◆ Work to complete:
Nothing but an exact copy of the data should be given.

Exercise inputs START

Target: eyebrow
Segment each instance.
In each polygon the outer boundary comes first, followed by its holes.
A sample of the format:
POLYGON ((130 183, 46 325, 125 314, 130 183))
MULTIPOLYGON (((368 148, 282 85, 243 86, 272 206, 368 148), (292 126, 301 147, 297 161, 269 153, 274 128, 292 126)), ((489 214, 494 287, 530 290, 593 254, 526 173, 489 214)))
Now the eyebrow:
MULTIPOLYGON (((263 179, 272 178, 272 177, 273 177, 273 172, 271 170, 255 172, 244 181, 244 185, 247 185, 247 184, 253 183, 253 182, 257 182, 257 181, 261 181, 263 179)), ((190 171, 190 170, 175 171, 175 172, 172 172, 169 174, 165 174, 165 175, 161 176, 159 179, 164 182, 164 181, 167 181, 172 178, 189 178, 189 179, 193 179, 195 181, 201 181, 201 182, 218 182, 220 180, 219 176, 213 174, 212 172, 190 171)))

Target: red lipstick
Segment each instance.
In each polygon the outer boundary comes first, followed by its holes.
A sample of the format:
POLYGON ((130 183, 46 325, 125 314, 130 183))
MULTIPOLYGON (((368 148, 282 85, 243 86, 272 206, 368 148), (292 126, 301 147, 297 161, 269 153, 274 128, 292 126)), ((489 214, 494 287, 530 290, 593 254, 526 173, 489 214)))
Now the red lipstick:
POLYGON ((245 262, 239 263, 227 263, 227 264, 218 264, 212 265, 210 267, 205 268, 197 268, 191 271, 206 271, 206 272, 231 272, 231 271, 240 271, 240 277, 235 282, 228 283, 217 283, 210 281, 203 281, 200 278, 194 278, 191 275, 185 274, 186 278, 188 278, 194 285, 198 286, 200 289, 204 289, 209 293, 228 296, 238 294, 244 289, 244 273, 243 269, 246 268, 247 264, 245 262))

Exercise inputs END

◆ Reply to the task:
Target: eyebrow
Segment each instance.
In each polygon the outer boundary comes first, followed by its holes.
A sample of the format:
POLYGON ((130 183, 46 325, 125 314, 130 183))
MULTIPOLYGON (((368 148, 282 85, 243 86, 272 206, 368 148), (292 126, 301 147, 297 161, 269 153, 274 128, 292 126)), ((489 214, 494 287, 530 290, 593 254, 526 173, 489 214)))
Now the eyebrow:
MULTIPOLYGON (((263 179, 272 178, 272 177, 273 177, 273 172, 271 170, 255 172, 244 181, 244 185, 247 185, 247 184, 253 183, 253 182, 257 182, 257 181, 261 181, 263 179)), ((190 171, 190 170, 175 171, 175 172, 172 172, 169 174, 165 174, 165 175, 161 176, 159 179, 164 182, 164 181, 167 181, 172 178, 189 178, 189 179, 193 179, 195 181, 201 181, 201 182, 218 182, 220 180, 219 176, 213 174, 212 172, 190 171)))

Target: red lipstick
Segment each instance.
In each polygon the outer boundary comes first, followed by its holes.
A sample of the format:
POLYGON ((130 183, 46 325, 125 314, 130 183))
MULTIPOLYGON (((368 148, 282 85, 243 86, 272 206, 368 148), (292 126, 301 147, 297 161, 269 153, 274 128, 292 126)), ((489 214, 494 287, 530 290, 593 254, 526 173, 489 214)))
Now the red lipstick:
POLYGON ((245 262, 239 263, 227 263, 227 264, 218 264, 212 265, 210 267, 205 268, 197 268, 191 271, 206 271, 206 272, 231 272, 231 271, 240 271, 240 277, 235 282, 228 283, 217 283, 210 281, 203 281, 200 278, 194 278, 191 275, 185 274, 186 278, 188 278, 194 285, 198 286, 200 289, 204 289, 209 293, 228 296, 238 294, 244 289, 244 273, 243 269, 246 268, 247 264, 245 262))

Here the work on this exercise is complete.